> [Reading text]:
----
In [2]:
#Import required libraries
#Import re so that we can use regular expression to capture the data
import re
#Import pandas to store the extracted data into a DataFrame and then convert that dataframe into whatever format we want
import pandas as pd

## 3. Load the Data

In [3]:
file = open('inp.txt','r') #File is opened in read mode
text = file.read()  # Content of the file is read into a variable text
file.close() #close the file as it is not needed anymore
text[0:100] #Check the first line of the file to see what we are dealing with

'<?xml version="1.0" encoding="UTF-8"?>\n<us-patent-grant lang="EN" dtd-version="v4.5 2014-04-03" file'

Below 9 lists are created to store the data extracted from the given input file so as to create the required 9 columns as per the question

In [3]:
#Initialize the lists we are going to use for storing the extracted data
grant_id = []
patent_title = []
kind = []
number_of_claims = []
inventors = []
citations_applicant_count = []
citatons_examiner_count = []
claims_text = []
abstract = []

The main part from which data related to the columns can be extracted is found using the below regex. It is then stored as a list of strings. Each element in the list contains informations pertaining to a single patent, that way we can can iterate through each patent and systematically append the relevant information to their corresponding list.

In [4]:
#Partitioning the file by patent i.e each list element will be a single patent
patents = re.findall('(?s)<us-patent-grant(.*?)/claims',text)

### Extracting grant_id

Using the for loop,we iterate through each patent and use the regex below to extract the grant id. The regex is "doc-number>(.*)</" which means to select all the data after 'doc-number>' and '</' in the data that is stored in the patent variable. 
Grant id consists of the country and the ID number. We use regex to find the country aswell and concatenate to the ID number.
Grantid is is then stored in the list grant_id.

In [5]:
#iterate through each patent
for patent in patents:
    #The regex and code below concatenates the first occurrences of country and document number into one string
    doc_num = re.search('<country>(.*)</country>', patent).group(1) + re.search('doc-number>(.*)</', patent).group(1)
    #append result to the list
    grant_id.append(doc_num)

### Extracting patent_title

Using the for loop, we iterate through each patent and use the regex below to extract the patent title. The regex is ">(.*)</in" which looks for the inventor title in the data that is in patent variable.
Patent_title is then stored in the list patent_title.

In [6]:
#iterate through the list 
for patent in patents:
    #regex to find the first occurrence of the title
    title = re.search('>(.*)</in', patent).group(1)
    #append title to the list
    patent_title.append(title)

### Extracting Patent kind

Using the for loop,we iterate through each patent and use the regex below to extract the patent kind. The regex is ">(.*)</kind" which looks for the kinds of patents. There are 6 kinds of patents : B1, B2, E1, P2, P3 and S1.
----
(Coordinate annotation entries)

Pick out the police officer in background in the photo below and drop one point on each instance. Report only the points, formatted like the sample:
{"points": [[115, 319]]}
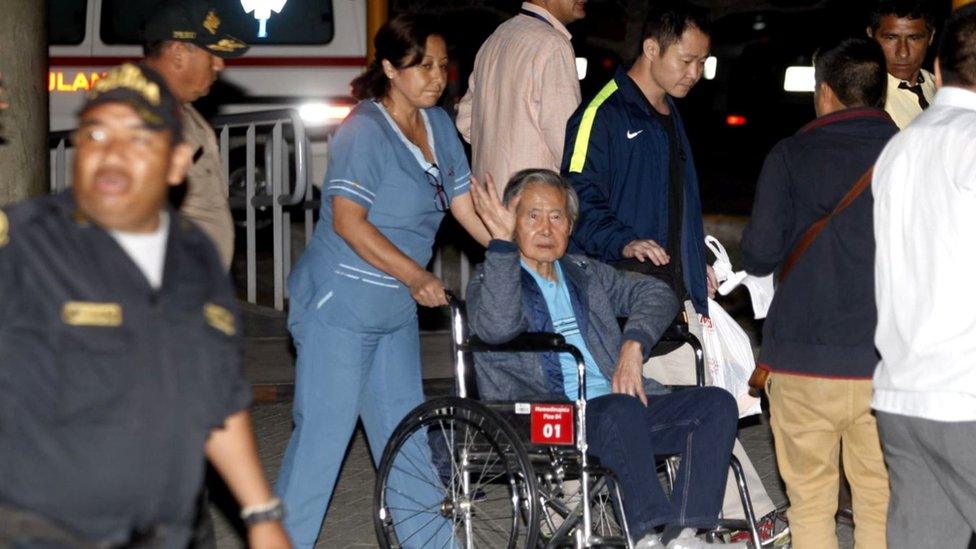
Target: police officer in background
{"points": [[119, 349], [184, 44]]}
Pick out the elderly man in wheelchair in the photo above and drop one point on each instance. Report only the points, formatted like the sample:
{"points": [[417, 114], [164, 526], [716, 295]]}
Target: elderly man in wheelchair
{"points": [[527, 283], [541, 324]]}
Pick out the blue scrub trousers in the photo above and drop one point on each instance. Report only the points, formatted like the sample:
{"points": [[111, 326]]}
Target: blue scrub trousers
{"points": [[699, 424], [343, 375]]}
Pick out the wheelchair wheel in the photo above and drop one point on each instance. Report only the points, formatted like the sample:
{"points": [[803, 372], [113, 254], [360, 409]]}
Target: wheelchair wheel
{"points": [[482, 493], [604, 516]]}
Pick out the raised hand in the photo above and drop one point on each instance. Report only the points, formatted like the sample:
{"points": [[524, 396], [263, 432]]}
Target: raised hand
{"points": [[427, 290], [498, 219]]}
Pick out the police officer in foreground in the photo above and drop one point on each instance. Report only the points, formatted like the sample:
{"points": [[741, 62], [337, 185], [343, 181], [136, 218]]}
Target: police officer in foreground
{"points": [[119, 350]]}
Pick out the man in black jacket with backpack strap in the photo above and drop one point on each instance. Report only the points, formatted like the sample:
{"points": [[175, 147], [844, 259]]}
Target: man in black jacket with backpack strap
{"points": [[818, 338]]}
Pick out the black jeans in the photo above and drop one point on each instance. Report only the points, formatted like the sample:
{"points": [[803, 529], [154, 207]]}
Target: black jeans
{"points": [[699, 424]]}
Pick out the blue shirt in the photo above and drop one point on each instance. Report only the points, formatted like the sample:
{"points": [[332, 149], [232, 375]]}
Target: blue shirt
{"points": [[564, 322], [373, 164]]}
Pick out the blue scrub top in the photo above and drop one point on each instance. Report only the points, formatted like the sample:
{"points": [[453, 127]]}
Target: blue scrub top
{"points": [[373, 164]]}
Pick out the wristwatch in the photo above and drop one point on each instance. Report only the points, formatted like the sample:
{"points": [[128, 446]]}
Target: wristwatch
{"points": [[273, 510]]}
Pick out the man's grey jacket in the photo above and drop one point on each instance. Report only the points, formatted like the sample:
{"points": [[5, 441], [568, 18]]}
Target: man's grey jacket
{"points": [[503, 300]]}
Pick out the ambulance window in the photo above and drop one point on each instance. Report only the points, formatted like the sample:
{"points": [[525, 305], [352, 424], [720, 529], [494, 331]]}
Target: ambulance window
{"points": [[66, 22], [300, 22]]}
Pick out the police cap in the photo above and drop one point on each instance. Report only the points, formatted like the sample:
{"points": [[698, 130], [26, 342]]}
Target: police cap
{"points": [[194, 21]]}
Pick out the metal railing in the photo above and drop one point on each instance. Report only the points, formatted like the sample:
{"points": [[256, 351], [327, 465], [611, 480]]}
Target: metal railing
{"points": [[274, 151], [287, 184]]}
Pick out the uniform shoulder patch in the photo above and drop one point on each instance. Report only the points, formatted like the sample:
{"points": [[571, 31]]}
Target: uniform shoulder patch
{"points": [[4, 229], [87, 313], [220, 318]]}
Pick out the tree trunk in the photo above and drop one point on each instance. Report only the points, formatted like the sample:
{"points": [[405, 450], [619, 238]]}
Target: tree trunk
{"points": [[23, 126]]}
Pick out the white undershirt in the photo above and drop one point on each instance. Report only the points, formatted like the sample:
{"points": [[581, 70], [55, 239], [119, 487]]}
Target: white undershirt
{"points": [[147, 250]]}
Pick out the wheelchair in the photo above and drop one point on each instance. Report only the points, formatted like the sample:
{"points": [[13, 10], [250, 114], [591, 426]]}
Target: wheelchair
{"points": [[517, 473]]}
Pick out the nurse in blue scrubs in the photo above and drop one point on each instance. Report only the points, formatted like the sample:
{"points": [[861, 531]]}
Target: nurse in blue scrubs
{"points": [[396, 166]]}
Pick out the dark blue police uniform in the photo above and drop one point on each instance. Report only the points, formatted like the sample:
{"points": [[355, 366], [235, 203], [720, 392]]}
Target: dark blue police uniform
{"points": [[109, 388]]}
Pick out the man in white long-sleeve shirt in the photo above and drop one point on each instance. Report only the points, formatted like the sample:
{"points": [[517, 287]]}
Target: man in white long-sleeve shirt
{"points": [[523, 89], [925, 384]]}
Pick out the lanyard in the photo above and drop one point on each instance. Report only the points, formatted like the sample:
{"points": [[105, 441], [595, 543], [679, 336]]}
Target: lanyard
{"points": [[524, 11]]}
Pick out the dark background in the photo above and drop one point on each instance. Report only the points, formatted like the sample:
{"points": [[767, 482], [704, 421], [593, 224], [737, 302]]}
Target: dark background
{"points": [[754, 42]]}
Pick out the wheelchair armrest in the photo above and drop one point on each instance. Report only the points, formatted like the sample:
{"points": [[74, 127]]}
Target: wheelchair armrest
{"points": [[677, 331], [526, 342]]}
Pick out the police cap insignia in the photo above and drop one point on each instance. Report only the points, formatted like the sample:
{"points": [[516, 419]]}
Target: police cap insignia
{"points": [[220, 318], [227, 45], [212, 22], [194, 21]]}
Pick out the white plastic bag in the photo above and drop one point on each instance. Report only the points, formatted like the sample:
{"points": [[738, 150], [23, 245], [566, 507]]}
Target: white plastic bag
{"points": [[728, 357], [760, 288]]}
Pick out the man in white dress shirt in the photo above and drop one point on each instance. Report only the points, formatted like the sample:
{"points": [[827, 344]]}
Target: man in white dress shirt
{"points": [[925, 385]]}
----
> [Problems and tasks]:
1: In the patent-extraction notebook, which six kinds of patents are listed?
2: Pick up the patent-extraction notebook after its last sentence and keep writing it.
The rows are separate material with no connection to the patent-extraction notebook.

> [Responses]:
1: B1, B2, E1, P2, P3 and S1.

2:
And each kind referes to: 

B1 :Utility Patent Grant (no published application) issued on or after January 2, 2001.

B2 :Utility Patent Grant (with a published application) issued on or after January 2, 2001.

E1 :Reissue Patent

P2 :Plant Patent Grant (no published application) issued on or after January 2, 2001

P3 :Plant Patent Grant (with a published application) issued on or after January 2, 2001

S1 :Design Patent

If you look closely at the structure of the data above, you will notice that it looks like a dictionary. We will we be using the same to for the information extraction as it is the most efficient method.

In [7]:
#Create the dictionary to use as the patent code reference
#Note: this dictionary was created using the sample input as the ground truth
kind_ref = {'B1':'Utility Patent Grant (no published application) issued on or after January 2, 2001.',
            'B2':'Utility Patent Grant (with a published application) issued on or after January 2, 2001.',
            'E1':'Reissue Patent',
            'P2':'Plant Patent Grant (no published application) issued on or after January 2, 2001',
            'P3':'Plant Patent Grant (with a published application) issued on or after January 2, 2001',
            'S1':'Design Patent'
           }
#iterate through the patents
for patent in patents:
    #Regex to get the first occurrence of the patent kind code
    kind_code = re.search('>(.*)</kind', patent).group(1)
    #Append the code reference using the dictionary from earlier
    kind.append(kind_ref[kind_code])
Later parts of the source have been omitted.